==== Data rows

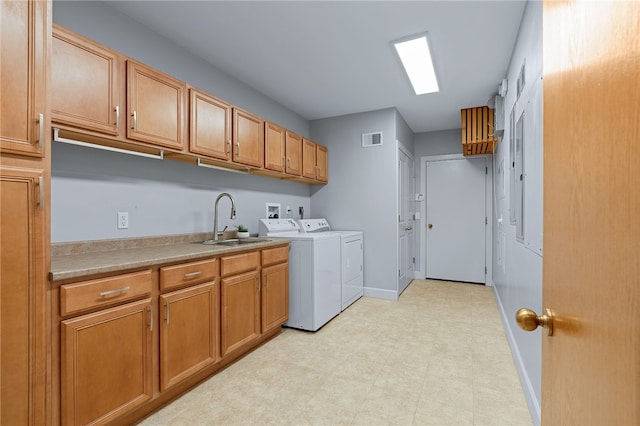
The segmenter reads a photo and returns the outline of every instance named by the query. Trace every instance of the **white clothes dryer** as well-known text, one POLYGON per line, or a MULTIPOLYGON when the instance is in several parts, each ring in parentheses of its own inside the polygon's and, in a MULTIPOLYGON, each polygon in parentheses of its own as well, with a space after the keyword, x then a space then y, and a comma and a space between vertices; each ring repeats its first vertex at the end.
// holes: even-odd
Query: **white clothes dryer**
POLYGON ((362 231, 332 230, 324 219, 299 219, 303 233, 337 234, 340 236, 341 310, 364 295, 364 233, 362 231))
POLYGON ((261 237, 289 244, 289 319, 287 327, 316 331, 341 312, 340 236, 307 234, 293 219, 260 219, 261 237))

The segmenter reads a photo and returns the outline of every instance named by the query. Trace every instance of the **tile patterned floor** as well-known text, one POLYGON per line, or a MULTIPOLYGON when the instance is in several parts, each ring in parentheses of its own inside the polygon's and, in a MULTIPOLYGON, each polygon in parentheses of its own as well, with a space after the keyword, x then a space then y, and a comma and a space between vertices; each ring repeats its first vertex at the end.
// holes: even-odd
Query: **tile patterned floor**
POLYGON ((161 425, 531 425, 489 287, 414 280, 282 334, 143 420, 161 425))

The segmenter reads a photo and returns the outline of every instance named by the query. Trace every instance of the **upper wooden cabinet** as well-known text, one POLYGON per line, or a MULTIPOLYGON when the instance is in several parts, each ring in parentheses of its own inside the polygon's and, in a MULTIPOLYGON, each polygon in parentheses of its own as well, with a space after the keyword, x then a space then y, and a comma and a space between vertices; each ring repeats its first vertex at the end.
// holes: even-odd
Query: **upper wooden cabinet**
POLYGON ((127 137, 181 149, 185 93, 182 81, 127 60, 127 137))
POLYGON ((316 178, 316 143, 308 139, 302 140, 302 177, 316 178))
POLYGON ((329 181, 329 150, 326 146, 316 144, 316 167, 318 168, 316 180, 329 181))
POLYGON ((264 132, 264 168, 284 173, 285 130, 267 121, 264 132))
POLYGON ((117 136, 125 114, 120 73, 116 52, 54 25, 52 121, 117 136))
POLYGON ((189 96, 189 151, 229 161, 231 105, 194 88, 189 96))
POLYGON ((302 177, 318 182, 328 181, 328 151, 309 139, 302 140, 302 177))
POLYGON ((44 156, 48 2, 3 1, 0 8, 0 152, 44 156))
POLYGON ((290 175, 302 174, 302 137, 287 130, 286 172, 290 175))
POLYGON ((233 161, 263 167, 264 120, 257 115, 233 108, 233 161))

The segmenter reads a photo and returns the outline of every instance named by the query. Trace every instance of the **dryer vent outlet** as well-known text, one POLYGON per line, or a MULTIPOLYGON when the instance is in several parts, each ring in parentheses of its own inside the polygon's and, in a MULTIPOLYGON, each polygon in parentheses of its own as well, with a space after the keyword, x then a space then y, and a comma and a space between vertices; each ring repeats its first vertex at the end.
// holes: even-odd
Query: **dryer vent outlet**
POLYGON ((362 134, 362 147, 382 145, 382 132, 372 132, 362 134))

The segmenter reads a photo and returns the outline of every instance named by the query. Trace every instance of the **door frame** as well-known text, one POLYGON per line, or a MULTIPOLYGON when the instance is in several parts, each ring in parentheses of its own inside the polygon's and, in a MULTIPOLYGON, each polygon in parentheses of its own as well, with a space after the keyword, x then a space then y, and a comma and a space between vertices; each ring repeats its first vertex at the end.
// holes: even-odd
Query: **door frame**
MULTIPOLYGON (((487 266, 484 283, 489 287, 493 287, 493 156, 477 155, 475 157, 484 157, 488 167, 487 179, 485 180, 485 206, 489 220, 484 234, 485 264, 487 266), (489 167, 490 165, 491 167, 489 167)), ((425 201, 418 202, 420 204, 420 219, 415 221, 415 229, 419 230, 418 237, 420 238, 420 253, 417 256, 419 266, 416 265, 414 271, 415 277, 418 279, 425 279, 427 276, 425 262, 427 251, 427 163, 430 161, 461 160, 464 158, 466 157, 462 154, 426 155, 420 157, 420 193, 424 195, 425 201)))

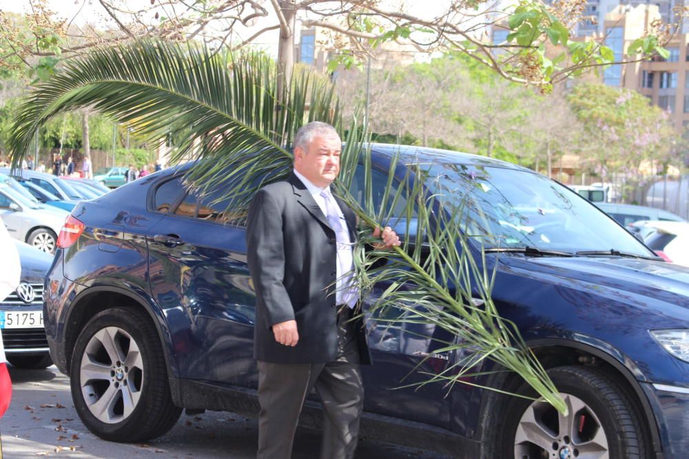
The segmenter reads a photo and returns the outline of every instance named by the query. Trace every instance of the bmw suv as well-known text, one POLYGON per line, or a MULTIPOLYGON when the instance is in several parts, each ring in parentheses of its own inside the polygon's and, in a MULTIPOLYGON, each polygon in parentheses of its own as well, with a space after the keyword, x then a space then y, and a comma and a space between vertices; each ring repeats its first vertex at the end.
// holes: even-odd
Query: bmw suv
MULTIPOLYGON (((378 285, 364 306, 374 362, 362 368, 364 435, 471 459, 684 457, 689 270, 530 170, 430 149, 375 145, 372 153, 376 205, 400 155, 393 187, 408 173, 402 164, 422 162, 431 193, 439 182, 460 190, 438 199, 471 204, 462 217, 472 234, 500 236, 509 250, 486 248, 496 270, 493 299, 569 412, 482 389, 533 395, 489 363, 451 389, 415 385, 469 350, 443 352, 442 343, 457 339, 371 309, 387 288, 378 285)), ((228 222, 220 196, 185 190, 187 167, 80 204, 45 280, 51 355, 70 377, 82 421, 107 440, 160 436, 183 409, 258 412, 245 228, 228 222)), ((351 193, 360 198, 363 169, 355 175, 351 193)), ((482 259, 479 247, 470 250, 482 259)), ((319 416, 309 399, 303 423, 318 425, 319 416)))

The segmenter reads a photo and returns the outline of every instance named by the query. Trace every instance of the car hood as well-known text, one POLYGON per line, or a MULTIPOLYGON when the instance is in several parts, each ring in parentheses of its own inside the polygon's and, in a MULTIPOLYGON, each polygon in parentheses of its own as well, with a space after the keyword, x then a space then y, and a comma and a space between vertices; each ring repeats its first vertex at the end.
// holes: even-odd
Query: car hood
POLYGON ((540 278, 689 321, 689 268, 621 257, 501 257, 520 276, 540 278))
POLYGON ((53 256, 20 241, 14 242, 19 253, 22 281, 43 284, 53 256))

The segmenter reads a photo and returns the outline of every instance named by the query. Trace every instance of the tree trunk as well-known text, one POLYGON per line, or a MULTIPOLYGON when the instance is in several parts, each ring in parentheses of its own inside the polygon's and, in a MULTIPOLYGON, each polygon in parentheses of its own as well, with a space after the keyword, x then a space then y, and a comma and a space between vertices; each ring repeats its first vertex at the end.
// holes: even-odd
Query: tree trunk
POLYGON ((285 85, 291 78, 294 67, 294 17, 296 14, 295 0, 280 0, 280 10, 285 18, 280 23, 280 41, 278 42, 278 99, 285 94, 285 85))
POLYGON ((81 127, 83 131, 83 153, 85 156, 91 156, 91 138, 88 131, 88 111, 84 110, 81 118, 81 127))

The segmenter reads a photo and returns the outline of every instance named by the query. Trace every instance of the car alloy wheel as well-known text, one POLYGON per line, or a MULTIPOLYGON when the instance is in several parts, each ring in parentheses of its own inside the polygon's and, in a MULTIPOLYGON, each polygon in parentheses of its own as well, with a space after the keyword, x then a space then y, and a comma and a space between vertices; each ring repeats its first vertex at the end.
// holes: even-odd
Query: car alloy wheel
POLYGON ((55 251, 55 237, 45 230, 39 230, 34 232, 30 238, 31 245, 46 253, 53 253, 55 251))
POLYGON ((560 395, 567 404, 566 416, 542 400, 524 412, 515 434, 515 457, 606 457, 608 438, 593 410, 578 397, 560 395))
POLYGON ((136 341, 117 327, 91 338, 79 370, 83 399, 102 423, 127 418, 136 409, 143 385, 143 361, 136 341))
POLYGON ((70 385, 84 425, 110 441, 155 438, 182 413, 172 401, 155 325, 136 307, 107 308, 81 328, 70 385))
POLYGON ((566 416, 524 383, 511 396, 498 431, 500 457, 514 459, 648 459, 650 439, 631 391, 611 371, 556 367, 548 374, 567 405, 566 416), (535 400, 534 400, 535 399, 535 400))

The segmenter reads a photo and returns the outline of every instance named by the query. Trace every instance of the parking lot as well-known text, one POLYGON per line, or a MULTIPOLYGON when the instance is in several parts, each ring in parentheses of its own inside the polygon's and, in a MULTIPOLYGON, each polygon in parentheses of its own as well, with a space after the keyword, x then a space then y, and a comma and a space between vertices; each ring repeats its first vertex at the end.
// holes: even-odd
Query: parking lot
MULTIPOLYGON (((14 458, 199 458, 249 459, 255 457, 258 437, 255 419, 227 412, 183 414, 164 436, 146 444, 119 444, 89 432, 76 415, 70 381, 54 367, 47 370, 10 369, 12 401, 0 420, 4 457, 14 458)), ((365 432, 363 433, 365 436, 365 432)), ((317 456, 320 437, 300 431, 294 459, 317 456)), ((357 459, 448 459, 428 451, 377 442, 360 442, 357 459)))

========

Task directions →
Can you put the entries from the line containing "of the tree" through the line containing "Query: tree trunk", both included, into a JSON list of strings with one string per line and blank lines left out?

Answer to the exercise →
[
  "The segmenter reads a photo and returns the outline of every instance named by the query. Trace every instance of the tree trunk as well-known text, one POLYGON per line, or a MULTIPOLYGON when the instance is in several parts, each ring in parentheses of its own inside the polygon's and, in a MULTIPOLYGON, each polygon in parentheses of its own as well, with a space after the keyword, x then a space then y, and a comma and a space between vertices; each ring repeats its first vertex at the end.",
  "// holes: even-odd",
  "Query: tree trunk"
]